* [Work to complete]:
Print the lines below exactly as they appear, starting at the line that contains "Objective — one point on each instance of the woman" and continuing through the final line, with both of those lines included.

* [Supplied entries]:
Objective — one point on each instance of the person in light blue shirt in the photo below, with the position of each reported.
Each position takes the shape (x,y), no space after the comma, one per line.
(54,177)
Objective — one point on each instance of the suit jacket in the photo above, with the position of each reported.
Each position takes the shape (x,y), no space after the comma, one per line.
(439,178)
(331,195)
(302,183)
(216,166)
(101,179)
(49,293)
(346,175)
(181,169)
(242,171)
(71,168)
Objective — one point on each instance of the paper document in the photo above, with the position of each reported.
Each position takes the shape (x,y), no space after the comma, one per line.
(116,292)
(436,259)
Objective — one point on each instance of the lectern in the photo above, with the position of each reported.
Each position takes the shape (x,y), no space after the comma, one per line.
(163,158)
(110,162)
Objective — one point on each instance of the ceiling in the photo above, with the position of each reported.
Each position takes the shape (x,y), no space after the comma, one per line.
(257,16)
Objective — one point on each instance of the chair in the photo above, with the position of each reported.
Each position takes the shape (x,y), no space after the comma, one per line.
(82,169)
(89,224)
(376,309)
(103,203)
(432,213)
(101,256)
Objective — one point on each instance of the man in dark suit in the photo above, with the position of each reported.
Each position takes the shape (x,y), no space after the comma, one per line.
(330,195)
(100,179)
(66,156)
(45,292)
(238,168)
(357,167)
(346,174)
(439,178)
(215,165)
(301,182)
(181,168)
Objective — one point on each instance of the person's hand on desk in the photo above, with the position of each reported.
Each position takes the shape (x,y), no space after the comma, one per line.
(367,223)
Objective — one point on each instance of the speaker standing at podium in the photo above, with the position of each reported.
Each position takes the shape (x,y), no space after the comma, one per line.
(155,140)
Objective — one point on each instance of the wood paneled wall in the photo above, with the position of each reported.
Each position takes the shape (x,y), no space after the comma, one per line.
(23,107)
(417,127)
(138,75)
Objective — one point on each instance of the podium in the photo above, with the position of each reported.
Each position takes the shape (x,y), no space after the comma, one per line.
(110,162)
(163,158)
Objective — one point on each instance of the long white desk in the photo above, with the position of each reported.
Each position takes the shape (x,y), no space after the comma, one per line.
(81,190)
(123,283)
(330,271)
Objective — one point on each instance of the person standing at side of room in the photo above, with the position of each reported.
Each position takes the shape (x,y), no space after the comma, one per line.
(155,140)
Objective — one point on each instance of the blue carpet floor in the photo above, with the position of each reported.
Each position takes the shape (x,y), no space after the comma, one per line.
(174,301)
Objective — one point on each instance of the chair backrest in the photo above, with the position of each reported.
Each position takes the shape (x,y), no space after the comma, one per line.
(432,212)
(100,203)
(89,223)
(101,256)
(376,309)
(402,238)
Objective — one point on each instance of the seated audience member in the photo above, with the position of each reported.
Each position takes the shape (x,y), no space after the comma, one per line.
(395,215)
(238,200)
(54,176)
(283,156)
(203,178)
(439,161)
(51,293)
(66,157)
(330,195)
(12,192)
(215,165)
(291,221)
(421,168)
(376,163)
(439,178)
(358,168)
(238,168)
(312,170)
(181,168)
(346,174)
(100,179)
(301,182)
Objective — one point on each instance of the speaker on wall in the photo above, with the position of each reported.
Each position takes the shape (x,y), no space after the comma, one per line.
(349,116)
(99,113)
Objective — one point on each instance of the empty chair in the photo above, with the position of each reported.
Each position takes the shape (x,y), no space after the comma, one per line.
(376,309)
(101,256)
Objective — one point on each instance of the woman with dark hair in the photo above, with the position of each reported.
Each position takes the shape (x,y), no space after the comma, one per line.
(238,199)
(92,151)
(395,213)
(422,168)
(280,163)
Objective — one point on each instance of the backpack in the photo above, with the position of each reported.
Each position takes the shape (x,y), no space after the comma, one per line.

* [Result below]:
Objective — one point on each instance of the woman with dark hair in the photo above, with the position of each reported.
Each position takes the shape (x,y), no space after the comma, one per line.
(238,199)
(92,151)
(395,213)
(422,168)
(280,163)
Objective — one point on each instance of the backpack in the photo above, with the position of each reported.
Each position takes the shape (x,y), no space after the comma, one per line.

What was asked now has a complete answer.